**Brief:** Write the next part of the podcast conversation on property management and coaching, picking up right after its final sentence.

Brad Larsen: Now you mentioned something that caught my ear. You said return. And so I was going to ask you about return on investment. I'll give you a couple parallels. And I really think this is something that people need to understand. So let's, for example, in coaching, return on investment in coaching. So today, in fact, I hired a running coach, right? So I want to do a half marathon into a full marathon next year like trail run. So I'm going to hire a running coach when my return on investment is like zero. Ok? But in parallel to that, again, we hired a sales coach to increase our sales division. This is four or five months ago. I did a podcast on it and I'm going to have that sales trainer at our conference, the Property Manager Mastermind conference, in May. The return on investment for that as far as rent works was immense because that sales trainer came in is helping us to re-establish and rebuild our sales division because of course, we have property management, we have business development for property management. But the sales side on the real estate stuff, we were not capturing as much as we could have should have. So what we do, we hired a coach. The return on investment for that is really good. The return on investment for property management to build up a property management far surpasses anything that we could do as sales because you build that up into a real, viable business, which one spits out cash like crazy if you can run it well and then too, you have a capital value to that business, meaning that if you want to sell it in one day, one year, one hundred years, you can sell it and make money on it again.

Brad Larsen: So the return on investment is just off the chart and building a property management company, which is why a lot of these folks are coming into the business. They're starting to see some of this and they start to see that, hey, this is a real business now. No offense to salespeople out there. Ok, I'm going to say something. Everyone is going to like pitchforks with me. But property management is one of the few businesses real, real businesses inside of real estate. You can't sell a business of sales, you can't be a high producing real estate agent and then try to sell those last year's sales to the. Next, business buyer, it just doesn't work, so what you do is what you get right, you're only as good as your last commission, but in proper management, you can build an actual real live company that runs like a business with all the stuff, HR policies and procedures, payroll staffing, employees, etc.. So it's interesting the ROI now. Do you have any sort of like discussion points on that when you talk to these new agents or these new wannabe property management company owners and kind of talk them through your return on investment?

Kathleen Richards: Yeah, I mean, the one thing that I let them know is that. When you're starting a company, property management and building your business can have a longer time frame than the sales side, right? Because typically when somebody kind of decides they're going to sell, they find their agent and then your relationship when you're off and running. I had clients I would talk to for a year before they finally came on board because the lease is going to be coming up with their existing tenant and they're thinking maybe they might turn it over to property, man. It's just a longer window, right? So I set people up for that expectation that, yes, it's a great business and in the beginning you don't. Many times people don't really have the money to put into hiring a marketing company. So you're going to be doing a lot more on your own. You're going to want to really build those relationships, you're going to want to get out there, you know, variety of different things that you can do to start building your business, right? The biggest ROI in working with a coach is that you avoid so many of the pitfalls and the mistakes that I see people making all the time. There's a certain trajectory that new business owners always seem to follow, and it makes sense they do this. And then they think the next thing is this, and the next thing is that, and that's not right. And then they get kind of down the road and they're like, Oh, so then they're kind of unwinding some things that they put in place or done. I think the the biggest thing in coaching is that you have somebody that you can bounce ideas off of.

**Entries provided:**
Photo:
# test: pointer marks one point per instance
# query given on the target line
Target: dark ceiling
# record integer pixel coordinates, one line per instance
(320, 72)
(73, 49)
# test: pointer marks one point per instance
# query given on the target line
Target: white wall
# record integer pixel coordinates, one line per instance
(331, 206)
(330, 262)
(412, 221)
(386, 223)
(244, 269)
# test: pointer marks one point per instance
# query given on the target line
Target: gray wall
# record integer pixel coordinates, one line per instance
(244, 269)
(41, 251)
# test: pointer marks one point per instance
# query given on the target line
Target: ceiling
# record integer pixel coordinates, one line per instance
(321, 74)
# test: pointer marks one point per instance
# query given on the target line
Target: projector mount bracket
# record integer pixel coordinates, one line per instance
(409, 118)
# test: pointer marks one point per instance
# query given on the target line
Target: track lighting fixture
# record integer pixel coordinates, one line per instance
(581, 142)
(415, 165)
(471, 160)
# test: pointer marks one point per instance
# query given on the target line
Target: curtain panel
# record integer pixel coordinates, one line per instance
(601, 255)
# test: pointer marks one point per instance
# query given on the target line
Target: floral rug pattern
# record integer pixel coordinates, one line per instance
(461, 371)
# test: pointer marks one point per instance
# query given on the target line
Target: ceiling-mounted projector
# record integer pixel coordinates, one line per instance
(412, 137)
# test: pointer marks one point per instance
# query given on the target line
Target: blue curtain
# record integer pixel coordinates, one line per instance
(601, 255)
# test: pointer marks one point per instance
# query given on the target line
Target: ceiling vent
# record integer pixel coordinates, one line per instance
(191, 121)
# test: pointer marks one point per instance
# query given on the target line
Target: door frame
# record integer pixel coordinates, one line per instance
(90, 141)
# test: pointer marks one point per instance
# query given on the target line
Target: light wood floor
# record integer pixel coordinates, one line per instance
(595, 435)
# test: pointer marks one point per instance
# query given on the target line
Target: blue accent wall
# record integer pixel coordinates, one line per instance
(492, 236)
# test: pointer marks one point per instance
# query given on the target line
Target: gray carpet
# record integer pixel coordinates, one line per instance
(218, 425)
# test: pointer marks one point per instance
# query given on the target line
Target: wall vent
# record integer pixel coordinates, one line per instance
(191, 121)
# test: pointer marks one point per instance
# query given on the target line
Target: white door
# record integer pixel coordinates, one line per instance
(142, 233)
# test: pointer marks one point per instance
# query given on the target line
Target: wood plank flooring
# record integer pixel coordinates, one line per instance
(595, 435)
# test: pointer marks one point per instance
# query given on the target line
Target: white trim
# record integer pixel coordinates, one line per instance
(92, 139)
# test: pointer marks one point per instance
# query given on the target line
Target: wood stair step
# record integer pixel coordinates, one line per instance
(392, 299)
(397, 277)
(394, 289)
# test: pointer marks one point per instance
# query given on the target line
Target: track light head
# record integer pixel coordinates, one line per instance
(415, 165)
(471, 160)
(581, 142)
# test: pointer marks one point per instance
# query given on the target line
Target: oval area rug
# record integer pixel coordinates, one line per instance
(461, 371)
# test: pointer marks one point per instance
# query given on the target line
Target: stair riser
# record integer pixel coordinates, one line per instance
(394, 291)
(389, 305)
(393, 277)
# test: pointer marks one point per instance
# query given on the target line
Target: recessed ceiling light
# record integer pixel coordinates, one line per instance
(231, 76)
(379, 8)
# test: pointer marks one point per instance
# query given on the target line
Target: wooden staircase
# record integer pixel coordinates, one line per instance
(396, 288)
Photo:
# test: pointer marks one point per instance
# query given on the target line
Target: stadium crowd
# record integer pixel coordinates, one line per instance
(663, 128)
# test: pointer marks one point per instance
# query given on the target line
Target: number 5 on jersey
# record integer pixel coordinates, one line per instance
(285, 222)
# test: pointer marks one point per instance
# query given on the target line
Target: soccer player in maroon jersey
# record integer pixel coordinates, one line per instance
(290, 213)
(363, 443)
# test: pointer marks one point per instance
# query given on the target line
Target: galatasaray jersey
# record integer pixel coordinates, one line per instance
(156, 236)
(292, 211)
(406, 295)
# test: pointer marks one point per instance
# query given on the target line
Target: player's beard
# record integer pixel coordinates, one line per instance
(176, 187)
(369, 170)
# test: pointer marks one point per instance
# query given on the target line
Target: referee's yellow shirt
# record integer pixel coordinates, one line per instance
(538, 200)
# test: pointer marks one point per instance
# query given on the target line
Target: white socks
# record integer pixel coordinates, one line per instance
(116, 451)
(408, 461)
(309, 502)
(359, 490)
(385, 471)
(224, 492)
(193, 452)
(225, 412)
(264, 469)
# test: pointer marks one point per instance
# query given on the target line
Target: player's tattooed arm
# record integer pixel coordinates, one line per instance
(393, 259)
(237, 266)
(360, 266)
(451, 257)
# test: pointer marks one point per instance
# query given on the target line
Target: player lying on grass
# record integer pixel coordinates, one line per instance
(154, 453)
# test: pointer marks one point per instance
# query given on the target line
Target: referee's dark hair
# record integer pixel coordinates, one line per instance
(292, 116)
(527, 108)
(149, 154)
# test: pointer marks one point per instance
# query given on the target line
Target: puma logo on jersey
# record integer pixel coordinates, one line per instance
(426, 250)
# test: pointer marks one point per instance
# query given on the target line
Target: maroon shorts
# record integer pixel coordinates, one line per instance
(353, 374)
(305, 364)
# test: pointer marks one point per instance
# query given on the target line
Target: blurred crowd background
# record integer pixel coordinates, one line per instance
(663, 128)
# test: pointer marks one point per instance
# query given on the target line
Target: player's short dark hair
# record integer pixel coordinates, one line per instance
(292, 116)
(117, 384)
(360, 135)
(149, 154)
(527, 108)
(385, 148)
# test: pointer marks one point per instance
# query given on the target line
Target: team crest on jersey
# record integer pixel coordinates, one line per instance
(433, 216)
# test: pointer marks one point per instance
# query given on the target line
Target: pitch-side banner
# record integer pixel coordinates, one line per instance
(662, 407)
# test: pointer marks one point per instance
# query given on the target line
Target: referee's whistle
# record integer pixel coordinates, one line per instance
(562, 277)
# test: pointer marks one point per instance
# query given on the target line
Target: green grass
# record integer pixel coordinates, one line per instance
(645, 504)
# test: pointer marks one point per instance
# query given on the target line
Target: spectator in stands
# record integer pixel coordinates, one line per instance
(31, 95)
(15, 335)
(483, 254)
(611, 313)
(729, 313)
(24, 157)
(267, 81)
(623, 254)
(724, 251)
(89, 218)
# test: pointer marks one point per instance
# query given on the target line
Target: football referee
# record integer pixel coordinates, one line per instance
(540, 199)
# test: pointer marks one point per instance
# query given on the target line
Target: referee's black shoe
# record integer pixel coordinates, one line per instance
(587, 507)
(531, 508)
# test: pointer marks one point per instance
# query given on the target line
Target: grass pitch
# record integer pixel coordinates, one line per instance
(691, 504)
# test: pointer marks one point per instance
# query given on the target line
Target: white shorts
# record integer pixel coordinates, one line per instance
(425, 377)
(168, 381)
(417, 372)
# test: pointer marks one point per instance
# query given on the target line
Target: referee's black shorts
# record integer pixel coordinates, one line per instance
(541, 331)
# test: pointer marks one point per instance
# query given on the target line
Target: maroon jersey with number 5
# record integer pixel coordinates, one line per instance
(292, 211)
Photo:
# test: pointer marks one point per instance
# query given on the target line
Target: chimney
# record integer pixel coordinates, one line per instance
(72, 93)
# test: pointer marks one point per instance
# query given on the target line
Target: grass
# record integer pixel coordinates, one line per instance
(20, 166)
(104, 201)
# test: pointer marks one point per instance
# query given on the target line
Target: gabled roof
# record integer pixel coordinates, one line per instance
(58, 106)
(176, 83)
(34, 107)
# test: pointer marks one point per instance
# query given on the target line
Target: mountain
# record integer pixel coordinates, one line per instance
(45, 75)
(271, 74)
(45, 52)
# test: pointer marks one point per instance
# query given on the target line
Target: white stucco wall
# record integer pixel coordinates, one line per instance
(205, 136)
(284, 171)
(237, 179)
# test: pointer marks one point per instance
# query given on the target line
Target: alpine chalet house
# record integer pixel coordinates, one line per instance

**Answer to the task:**
Kathleen Richards: You have somebody that can say, OK, well, what other options are you? Depending upon the person's personality. So I've always had a coach. And the biggest value that I have to my coach is I'm an uber focused person. I get my goals checked off and done halfway through the year, even though I give myself a whole year. But I'm so focused that sometimes I don't see the opportunities out here, right? And so that's where the beauty of working with somebody, they can say, Well, what about this or what about that? And it allows me to then be able to see things on a bigger perspective than just my narrow focus on running down the path, right? I think for people, if you want to get up to speed. Whether you have a long time frame or you're trying to do something quickly. Any time you work with a coach. They're going to help you, especially in the areas that are maybe not your strengths. Right? And so they're able to help you supplement. They're going to have resources within the industry to refer you to to help you with this, to help you with that right, so that you always have like that confidant that you can kind of turn to and say, Hey, this just isn't going well or this isn't working, and then we can brainstorm, what do we need to do next? So people feel like they have someone that's kind of in the trenches with them helping them. But I I know just in my experience in working with people that the biggest return on investment is that you start reaching your goals, you start seeing that you're bringing on accounts and you're bringing on the right kind of counts.

Brad Larsen: You know, one thing I want to mention about that, you know, on this podcast show, we're big on goals and we're big on accountability. Almost every December January, we do some sort of episode to talk about last year's goals and next year's goals. And just so I'm big on that. So I want you to talk about how you work with clients and when you set goals and then to how do you keep them accountable for those goals? Go from there.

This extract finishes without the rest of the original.